EXCERPTED PASSAGE:
++++++++
The communists focused all the skill and ability of their propaganda machine on unending demonstrations, complete with blaring signs and chanted slogans. The motley colours, exaggerated sizes of signs, and the artificial and blaring volume and noise on the one hand sought to drown out the deep indignation, anger, despair and hatred hidden yet smouldering in the nation’ and, on the other hand, sought to cover the misdeeds and outrages flowing from the commands and orders of the new conquerors.. In this respect, the May Day celebrations in Riga reached a pinnacle.
People, tired from endless marches, grew indifferent. Worn out from continual social competitions and long working hours, people grew indifferent to the outside world. The communists sought to demoralize the spirit of the Latvian nation and strangle it.
Placards, Placards, Placards
The Soviet people were reduced to the level of animals and were forced to see the image of their ruler and judge, Stalin, constantly before their eyes. This people-control concept was now imposed on Latvia.
Street decorations were erected at every communist celebration. Means of transportation — streetcars and buses — were mobilized. Plastered with signs and slogans are buses carrying soldiers. They drove along the streets urging out the vote. — abstaining was not possible — to elect the nation’s “best sons and daughters for the attainment of a bright and sunny future.”
The buildings and and offices of communist organizations were constantly covered with new signs, converting typically cleanly Latvian streets into a disgusting jewish motley mess. Considerably more resources and labour were spent on propaganda than on all other cultural activities. That’s what government statistics showed.
Communist operatives and their spies infiltrated every group of people and travelled to the farthest corners of the land.
Apart from ordinary meetings for the general public, meetings were called in factories and businesses so that Bolshevik agitators could preach to the workers the “just cause of Marx-Engel-Lenin-Stalin.” The workers’ response is evident from their grim faces.
++++++++
STORED RECORDS:
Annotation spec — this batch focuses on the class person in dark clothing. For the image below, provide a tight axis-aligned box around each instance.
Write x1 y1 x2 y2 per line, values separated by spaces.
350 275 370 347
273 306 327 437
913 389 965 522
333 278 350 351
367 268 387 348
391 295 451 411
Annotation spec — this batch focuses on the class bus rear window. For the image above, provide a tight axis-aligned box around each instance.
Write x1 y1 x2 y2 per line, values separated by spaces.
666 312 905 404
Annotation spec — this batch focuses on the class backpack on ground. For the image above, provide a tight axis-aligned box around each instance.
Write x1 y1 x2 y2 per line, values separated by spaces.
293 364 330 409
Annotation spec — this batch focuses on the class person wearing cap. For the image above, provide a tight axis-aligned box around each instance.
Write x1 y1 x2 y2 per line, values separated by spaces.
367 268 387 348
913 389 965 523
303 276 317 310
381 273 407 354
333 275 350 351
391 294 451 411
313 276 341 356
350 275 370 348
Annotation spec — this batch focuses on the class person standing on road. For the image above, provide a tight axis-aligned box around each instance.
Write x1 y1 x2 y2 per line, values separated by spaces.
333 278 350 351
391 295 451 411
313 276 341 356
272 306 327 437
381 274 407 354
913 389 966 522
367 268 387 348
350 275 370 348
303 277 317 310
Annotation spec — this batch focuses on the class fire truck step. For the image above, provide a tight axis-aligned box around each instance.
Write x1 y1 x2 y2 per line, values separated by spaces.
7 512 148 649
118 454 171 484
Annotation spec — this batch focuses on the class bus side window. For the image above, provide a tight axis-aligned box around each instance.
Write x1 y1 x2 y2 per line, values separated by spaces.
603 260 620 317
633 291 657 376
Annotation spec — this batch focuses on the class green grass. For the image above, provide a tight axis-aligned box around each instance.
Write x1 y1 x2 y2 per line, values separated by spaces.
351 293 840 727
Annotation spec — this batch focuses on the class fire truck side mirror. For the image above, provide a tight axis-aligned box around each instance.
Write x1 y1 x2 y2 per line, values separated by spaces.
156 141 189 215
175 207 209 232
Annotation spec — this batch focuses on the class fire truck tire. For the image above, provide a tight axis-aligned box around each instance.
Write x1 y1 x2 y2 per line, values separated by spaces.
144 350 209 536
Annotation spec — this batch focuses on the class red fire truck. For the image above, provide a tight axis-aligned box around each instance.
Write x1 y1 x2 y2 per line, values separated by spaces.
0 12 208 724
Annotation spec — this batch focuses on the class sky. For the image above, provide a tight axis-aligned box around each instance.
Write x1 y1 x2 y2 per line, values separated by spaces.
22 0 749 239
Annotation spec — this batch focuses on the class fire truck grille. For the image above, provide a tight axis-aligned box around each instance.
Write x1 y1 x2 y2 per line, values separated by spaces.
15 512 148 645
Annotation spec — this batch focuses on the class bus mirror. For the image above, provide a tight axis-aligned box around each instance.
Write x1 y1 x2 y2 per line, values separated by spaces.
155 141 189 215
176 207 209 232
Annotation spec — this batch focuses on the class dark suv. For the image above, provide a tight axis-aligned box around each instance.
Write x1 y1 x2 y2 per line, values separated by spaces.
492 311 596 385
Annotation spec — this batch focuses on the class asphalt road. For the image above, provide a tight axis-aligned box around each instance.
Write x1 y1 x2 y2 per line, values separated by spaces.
++++++++
AIM OF THE TASK:
Reproduce verbatim the stretch of the passage on Soviet propaganda in Latvia from "The communists focused" through "reached a pinnacle.".

ANSWER TO THIS EXERCISE:
The communists focused all the skill and ability of their propaganda machine on unending demonstrations, complete with blaring signs and chanted slogans. The motley colours, exaggerated sizes of signs, and the artificial and blaring volume and noise on the one hand sought to drown out the deep indignation, anger, despair and hatred hidden yet smouldering in the nation’ and, on the other hand, sought to cover the misdeeds and outrages flowing from the commands and orders of the new conquerors.. In this respect, the May Day celebrations in Riga reached a pinnacle.